Excerpt
• • • • •

Music Transformer

Music Generation with Transformers

From antique wind-chimes to classical period musical dice games, to the aleotoric music of the 20th century, humans have used generative, randomized, and statistical forces to create music. As early as the late 1940s computers have played a role in composition as sound-generators and instruments, as tools and even generating musical material themselves such as the Illiac suite in 1957. Both rule-based and statistical processes have been explored to generate music. With the recent advances in Deep Learning, Neural Networks have been deployed successfully for music generation. Models such as Open AI's Jukebox, Google's AudioLM, or Meta's MusicGen are rapidly advancing the state of convincing audio generation.

For symbolic music, well-known models include FolkRNN, OpenAI's Musenet, and Deepbach There are a host of related tasks that fall outside of this, such as AI-driven performance of midi files or music transcription. Music generation can take many forms such as generating accompaniments, counterpoint, continuations, variations, and additional layers of instrumentation, or music generation based on text prompts, or other parameters such as genre, key and tempo.

• • • • •

Dataset extract
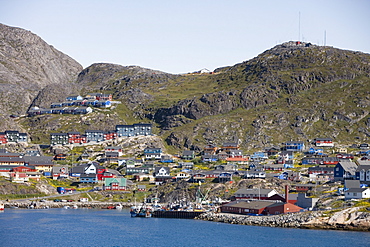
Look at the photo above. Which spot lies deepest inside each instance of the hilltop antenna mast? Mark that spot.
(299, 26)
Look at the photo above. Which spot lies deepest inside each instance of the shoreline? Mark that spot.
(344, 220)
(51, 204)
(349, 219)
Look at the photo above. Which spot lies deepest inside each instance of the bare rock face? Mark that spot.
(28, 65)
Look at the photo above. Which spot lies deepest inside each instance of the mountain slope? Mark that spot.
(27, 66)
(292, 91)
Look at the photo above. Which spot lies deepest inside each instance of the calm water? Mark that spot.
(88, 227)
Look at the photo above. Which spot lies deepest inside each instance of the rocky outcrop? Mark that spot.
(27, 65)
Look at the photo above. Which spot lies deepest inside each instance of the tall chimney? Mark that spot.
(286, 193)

• • • • •

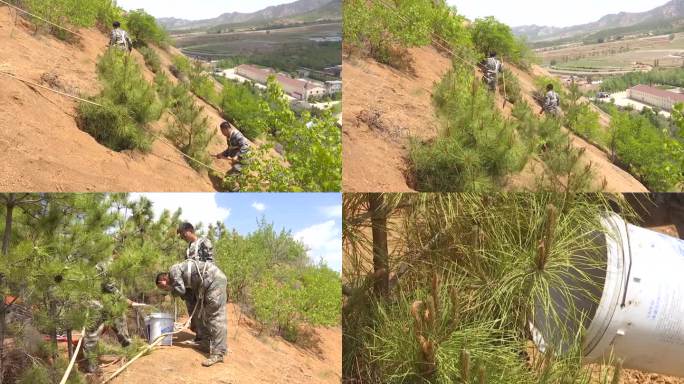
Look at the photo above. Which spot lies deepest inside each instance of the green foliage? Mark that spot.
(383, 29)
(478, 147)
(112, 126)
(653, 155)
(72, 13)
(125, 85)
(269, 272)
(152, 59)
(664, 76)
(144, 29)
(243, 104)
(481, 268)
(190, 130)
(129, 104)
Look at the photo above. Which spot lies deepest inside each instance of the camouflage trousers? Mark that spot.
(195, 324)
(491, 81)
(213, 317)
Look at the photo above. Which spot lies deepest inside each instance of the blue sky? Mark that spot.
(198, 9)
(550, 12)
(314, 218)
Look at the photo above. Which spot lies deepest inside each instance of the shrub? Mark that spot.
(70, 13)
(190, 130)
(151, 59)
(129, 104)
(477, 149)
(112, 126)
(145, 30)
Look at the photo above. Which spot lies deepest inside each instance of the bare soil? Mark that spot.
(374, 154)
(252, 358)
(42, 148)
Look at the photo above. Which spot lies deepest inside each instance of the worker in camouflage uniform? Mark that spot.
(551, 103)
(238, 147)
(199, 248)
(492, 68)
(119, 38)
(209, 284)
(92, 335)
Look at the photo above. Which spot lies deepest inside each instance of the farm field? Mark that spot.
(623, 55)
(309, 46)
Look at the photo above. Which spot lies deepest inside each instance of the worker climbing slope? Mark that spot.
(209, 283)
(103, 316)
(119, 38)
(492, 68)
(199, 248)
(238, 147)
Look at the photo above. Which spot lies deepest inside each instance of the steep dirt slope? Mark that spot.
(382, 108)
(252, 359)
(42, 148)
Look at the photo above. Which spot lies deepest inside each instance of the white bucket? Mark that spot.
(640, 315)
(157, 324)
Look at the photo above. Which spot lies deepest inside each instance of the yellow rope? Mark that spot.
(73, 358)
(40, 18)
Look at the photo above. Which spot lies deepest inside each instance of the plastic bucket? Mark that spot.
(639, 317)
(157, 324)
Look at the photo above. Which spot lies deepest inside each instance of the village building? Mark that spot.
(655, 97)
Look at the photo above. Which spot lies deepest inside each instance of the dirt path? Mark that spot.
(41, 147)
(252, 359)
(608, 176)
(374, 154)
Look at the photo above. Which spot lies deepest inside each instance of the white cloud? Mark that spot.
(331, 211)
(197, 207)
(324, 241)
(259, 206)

• • • • •

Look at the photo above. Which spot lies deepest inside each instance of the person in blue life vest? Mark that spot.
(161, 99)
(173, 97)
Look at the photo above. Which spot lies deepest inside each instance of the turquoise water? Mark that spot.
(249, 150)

• • • • •

Problem A
In the Music Transformer text, what musical material generated by computers is dated to 1957?
Problem B
List every model that the Music Transformer text names as advancing convincing audio generation, along with the company it credits for each.

Answer A
The Illiac suite.

Answer B
Jukebox (Open AI), AudioLM (Google), MusicGen (Meta)